The records:
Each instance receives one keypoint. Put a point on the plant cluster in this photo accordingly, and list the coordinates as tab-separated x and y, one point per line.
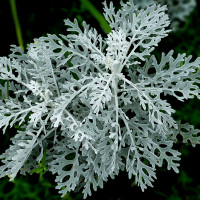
94	106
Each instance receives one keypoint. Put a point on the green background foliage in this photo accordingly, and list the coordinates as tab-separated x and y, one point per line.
37	19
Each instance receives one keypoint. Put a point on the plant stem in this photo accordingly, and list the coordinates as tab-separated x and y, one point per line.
17	24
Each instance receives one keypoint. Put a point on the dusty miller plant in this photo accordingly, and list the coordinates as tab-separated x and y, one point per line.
178	10
96	105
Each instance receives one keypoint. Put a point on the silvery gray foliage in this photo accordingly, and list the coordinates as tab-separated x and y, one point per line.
178	10
94	104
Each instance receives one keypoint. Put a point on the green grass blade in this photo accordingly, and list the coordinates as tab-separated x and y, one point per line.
17	24
97	15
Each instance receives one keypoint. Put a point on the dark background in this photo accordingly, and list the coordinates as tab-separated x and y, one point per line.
37	18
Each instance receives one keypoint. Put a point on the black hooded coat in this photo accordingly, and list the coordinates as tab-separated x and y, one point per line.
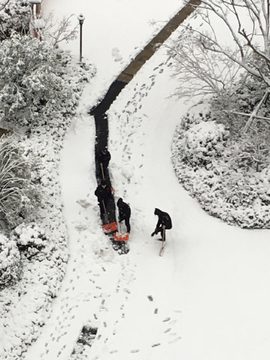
163	219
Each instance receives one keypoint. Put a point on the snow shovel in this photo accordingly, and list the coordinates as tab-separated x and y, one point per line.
119	236
163	241
108	227
102	171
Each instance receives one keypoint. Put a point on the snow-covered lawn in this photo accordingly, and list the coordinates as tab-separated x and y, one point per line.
208	296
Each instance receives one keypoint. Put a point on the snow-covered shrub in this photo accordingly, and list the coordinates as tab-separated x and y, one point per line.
227	185
19	198
10	262
30	238
204	142
35	82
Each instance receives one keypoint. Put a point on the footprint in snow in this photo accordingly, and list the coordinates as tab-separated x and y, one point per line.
167	319
175	340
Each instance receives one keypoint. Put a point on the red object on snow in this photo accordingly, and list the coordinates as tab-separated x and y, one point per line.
121	237
109	228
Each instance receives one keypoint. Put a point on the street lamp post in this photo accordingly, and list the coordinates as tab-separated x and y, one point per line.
81	20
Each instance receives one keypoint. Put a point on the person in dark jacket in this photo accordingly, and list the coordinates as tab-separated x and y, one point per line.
124	213
104	194
103	159
164	222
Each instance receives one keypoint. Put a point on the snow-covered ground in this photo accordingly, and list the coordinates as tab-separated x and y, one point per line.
208	296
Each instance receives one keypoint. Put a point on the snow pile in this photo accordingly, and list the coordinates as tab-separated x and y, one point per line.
10	263
207	166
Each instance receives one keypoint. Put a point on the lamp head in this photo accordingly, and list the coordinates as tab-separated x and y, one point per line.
81	19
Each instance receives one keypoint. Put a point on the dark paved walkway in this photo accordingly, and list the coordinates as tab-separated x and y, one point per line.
99	110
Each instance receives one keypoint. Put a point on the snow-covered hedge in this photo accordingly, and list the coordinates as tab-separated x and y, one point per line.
42	240
19	197
238	195
203	142
35	82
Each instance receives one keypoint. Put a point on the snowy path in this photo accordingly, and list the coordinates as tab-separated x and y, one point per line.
207	298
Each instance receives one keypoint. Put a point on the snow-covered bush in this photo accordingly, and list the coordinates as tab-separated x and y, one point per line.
35	82
30	238
10	261
227	184
19	197
14	16
204	142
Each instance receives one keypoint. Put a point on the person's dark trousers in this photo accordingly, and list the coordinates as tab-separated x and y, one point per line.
162	231
126	223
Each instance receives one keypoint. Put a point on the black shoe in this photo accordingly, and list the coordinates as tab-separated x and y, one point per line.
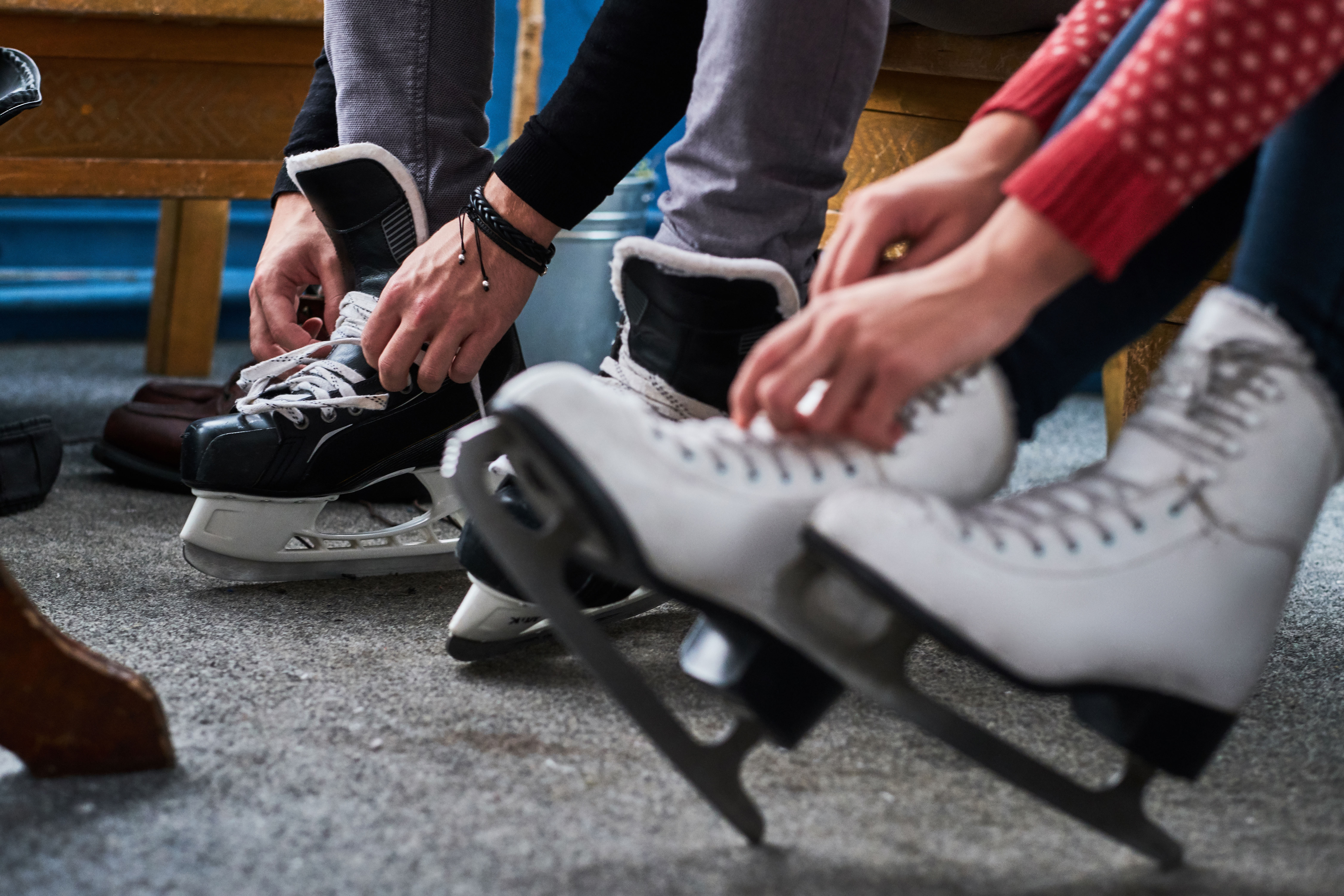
30	461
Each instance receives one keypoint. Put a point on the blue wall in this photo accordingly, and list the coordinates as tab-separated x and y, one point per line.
566	23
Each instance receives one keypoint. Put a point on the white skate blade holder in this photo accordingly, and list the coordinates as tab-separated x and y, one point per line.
244	538
491	624
535	561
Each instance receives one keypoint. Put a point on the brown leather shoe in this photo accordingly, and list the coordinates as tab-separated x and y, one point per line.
143	440
174	392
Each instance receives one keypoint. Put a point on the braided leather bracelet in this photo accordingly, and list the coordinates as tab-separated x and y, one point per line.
503	234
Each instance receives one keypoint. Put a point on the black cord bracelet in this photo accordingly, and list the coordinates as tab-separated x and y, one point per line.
503	234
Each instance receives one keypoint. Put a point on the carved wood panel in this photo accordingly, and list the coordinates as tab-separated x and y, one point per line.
159	111
886	143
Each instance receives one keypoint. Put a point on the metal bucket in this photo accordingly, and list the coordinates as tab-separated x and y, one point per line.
573	315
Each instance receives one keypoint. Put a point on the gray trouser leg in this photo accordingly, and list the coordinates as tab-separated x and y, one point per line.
413	77
779	89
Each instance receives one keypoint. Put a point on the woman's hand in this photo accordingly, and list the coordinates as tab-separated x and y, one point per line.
437	302
878	343
936	205
296	254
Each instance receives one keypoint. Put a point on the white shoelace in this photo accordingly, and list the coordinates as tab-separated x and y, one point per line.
757	449
323	385
1197	408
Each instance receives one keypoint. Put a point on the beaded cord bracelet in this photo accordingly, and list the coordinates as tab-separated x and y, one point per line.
503	234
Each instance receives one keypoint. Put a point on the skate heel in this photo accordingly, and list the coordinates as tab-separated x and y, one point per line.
786	692
1175	735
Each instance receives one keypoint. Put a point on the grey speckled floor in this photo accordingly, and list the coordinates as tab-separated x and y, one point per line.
327	745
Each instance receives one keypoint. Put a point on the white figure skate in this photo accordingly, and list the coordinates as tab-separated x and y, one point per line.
689	322
710	515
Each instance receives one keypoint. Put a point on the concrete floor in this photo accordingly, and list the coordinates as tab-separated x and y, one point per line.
328	746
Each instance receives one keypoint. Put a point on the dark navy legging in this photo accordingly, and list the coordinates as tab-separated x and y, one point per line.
1287	206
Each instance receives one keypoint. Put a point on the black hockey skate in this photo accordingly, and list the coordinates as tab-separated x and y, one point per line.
264	475
689	323
21	84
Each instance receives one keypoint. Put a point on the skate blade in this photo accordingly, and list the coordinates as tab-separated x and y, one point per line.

Aim of the exercise: Would you copy out the data exactly, leaving every picture out?

Your solution:
Each instance receives one keypoint. Put a point on the plant cluster in this photo accordingly, and list the coordinates as tab-separated x and y, one point per line.
94	106
Each instance receives one keypoint. Put a point on the green background foliage in this photo accordingly, and list the coordinates as tab-separated x and y, one point per line.
37	19
Each instance receives one keypoint. Put a point on the plant stem in this photo accordingly, and list the coordinates as tab-separated x and y, one point per line.
17	24
Each instance receives one keypoint. Put a point on the dusty miller plant in this photo accordingly, and list the coordinates as tab-separated x and y, one point per line.
178	10
96	105
Each instance receives one keypoint. Put a point on the silvery gray foliage in this photo accordingly, and list the coordinates as tab-separated x and y, one point per line.
178	10
94	104
Each instance receives one keypoint. Put a point on the green grass blade in this photo accordingly, and list the coordinates as tab-separated x and y, one point per line.
17	24
97	15
Each instance receives one keypoint. Put a point on the dark background in this photo accordingly, and list the coordinates as tab-separated x and y, one point per line.
37	18
Each instance receives one keypoint. Put a point on the black hooded coat in this photo accordingly, and list the coordinates as tab-separated x and y, one point per line.
163	219
Each instance receives one keypoint. Put a point on the snow shovel in this photo accordingly, and list the coordinates as tab-separated x and y, one point per line.
119	236
163	241
108	227
102	171
Each instance receives one keypoint. Put a point on the snow-covered lawn in this photo accordingly, and list the coordinates as tab-separated x and y, one point per line.
208	296
Each instance receives one keypoint. Put a point on the snow-covered shrub in this photo accordingly, and list the coordinates as tab-separated x and y, one point per line.
227	185
19	198
10	262
30	238
204	142
35	82
Each instance receives one keypoint. Put a point on the footprint in snow in this photo accordingly, and list the coordinates as tab-separated x and y, one point per line.
167	319
175	340
Each instance receives one keypoint. Put a point on the red object on snow in this photo accordingly, and list the coordinates as tab-separated x and y, one point per line.
121	237
109	228
Each instance receives one keypoint. Put a point on the street lamp post in this photo accordingly, and list the coordinates as tab-separated x and y, one point per line.
81	20
Each instance receives one keypoint. Put a point on the person in dark jacket in this photo accordingly, and list the coordinates as tab-separated x and y, one point per line.
124	213
104	194
103	159
164	222
Each instance receives one keypoint. Put a point on the snow-covered ground in this photo accordingly, and list the coordinates as tab-separated x and y, one point per line.
208	296
Each instance receives one keypoint. Put a point on the snow pile in this photo accordingly, and list the coordinates as tab-separated x and y, one point per line.
10	263
207	166
Each instance receives one keypoint. Put a point on the lamp head in this photo accordingly, and list the coordinates as tab-separated x and y, one point per line.
81	19
Each instance receives one keypoint. Put a point on the dark paved walkway in this photo accordingly, and list the coordinates as tab-separated x and y, one point per line.
99	110
Each instance receives one keypoint. Put a point on the snow-covered hedge in this photo accordingly, and list the coordinates as tab-separated x and y, one point per line.
42	240
19	197
238	195
203	142
35	82
Each instance receives one keypoint. Put a point on the snowy path in this photo accordingly, and list the coordinates as tab-separated x and y, one point per line.
207	298
Each instance receives one keypoint. Put a point on the snow-covered bush in this photo accordingly, and list the coordinates as tab-separated x and y, one point per line.
35	82
30	238
10	261
227	184
19	197
14	16
204	142
Each instance receives one keypoint. Put a point on the person's dark trousers in this photo accordingly, and list the coordinates as tab-separated x and y, one point per line.
162	231
126	223
Each instance receives one keypoint. Put a point on the black shoe in this photo accordingly, and list the coordinates as tab-separated x and y, one point per line.
30	461
Each instance receives one keypoint. Put a point on the blue wall in this photo accordingly, and list the coordinates as tab-separated x and y, one point per line.
566	23
Each instance receives one keypoint. Put a point on the white skate blade holder in this photo accordingly, and list the coordinates as tab-separated x and y, one point per line.
244	538
491	624
535	561
Each instance receives one keypoint. Put a point on the brown leather shoe in this photo accordingly, and list the coordinates as tab-separated x and y, one point per line.
143	440
174	392
Each instance receives one keypoint. Put a point on the braided leather bracelet in this photo accordingly, and list the coordinates as tab-separated x and y, one point per line.
503	234
Each instance receives one keypoint. Put a point on the black cord bracelet in this photo accordingly, and list the coordinates as tab-separated x and y, one point per line.
503	234
Each instance receives one keypoint. Put a point on the carved wood panel in this photo accordingly, and list the coordinates as tab-separated x and y, one point per line.
159	111
886	143
Each instance receives one keypoint. Put a point on the metal bucket in this photo accordingly, and list the coordinates as tab-separated x and y, one point per line.
573	315
Each instance receives one keypoint. Put a point on the gray trouser leg in this photo accordingly, and list the coordinates as tab-separated x and y, one point per line.
413	77
779	89
Each instance receives one keypoint. Put a point on the woman's hand in this photo accordingly, and list the coordinates as tab-separated x and y, one point per line.
437	302
878	343
936	205
296	254
Each instance receives one keypoint. Put a point on the white shoelace in this photo accordingly, and list the coordinates as tab-separated x and y, one point per line.
757	449
323	385
1197	408
Each instance receives one keypoint. Put a point on the beaded cord bracelet in this photo accordingly, and list the coordinates as tab-separated x and y, one point per line.
503	234
Each instance receives one keypoint. Put a point on the skate heel in this photo accordingly, and list the coordinates as tab-separated x and y, one point per line.
786	692
1175	735
Each instance receives one keypoint. Put a point on the grey speckled floor in this photo accordingly, and list the coordinates as tab-separated x and y, one point per line.
327	745
Each instance receives one keypoint. Put a point on the white figure skate in this photo accordingly, and list the coordinates as tab-separated x and y, one point per line.
689	322
710	515
Each instance receives one keypoint. Put a point on the concrete floor in this photo accordingly, and list the coordinates as tab-separated x and y, one point per line.
328	746
Each instance receives one keypoint. Put a point on the dark navy legging in this photo accordingly, and list the coordinates as tab-separated x and y, one point per line.
1287	206
Each instance receives one keypoint. Put a point on the black hockey skate in this photo accordingly, and list the coordinates as tab-separated x and y, one point per line.
264	475
689	323
21	84
Each instance receives one keypoint. Put a point on the skate blade in this photo accordingly, and list the coordinates as tab-separated x and y, one point per line.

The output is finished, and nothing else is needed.